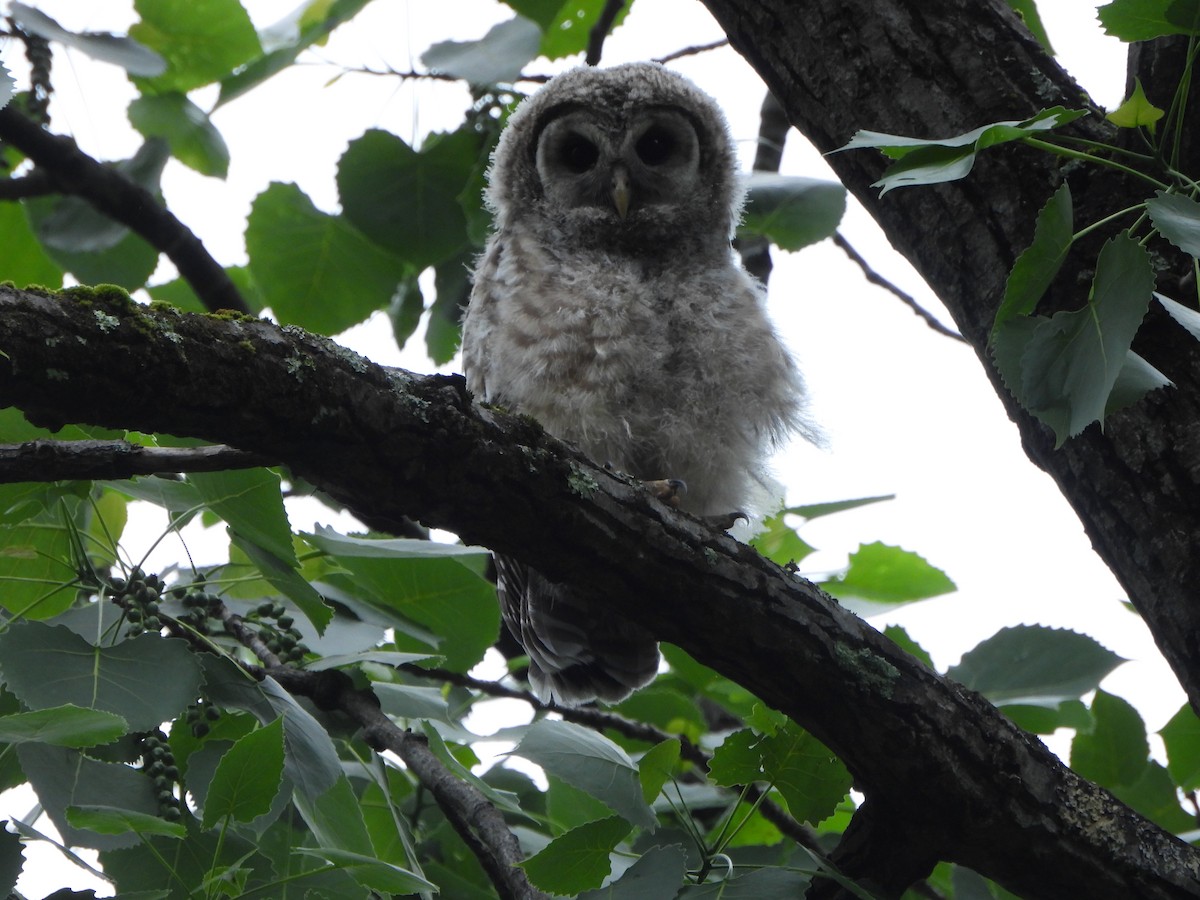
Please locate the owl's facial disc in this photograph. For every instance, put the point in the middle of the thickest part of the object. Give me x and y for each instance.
(649, 160)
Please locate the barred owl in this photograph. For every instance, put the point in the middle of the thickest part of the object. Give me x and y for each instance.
(610, 306)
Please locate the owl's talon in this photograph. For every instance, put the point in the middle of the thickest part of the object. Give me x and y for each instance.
(669, 490)
(725, 521)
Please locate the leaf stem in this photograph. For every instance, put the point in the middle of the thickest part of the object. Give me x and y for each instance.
(1090, 157)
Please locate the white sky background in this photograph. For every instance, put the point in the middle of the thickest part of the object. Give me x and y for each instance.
(906, 411)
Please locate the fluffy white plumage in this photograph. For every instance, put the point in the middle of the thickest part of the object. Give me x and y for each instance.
(610, 306)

* * * * *

Exercise
Exact copies of the line with "Please locate the fluffy" and of every later line in the entries make up the whole answer.

Response to this exercise
Please locate the fluffy white plumage in this photograph. For every instance, put the point in the middle of the thickest part of the object. Give me x and y for each instance.
(610, 306)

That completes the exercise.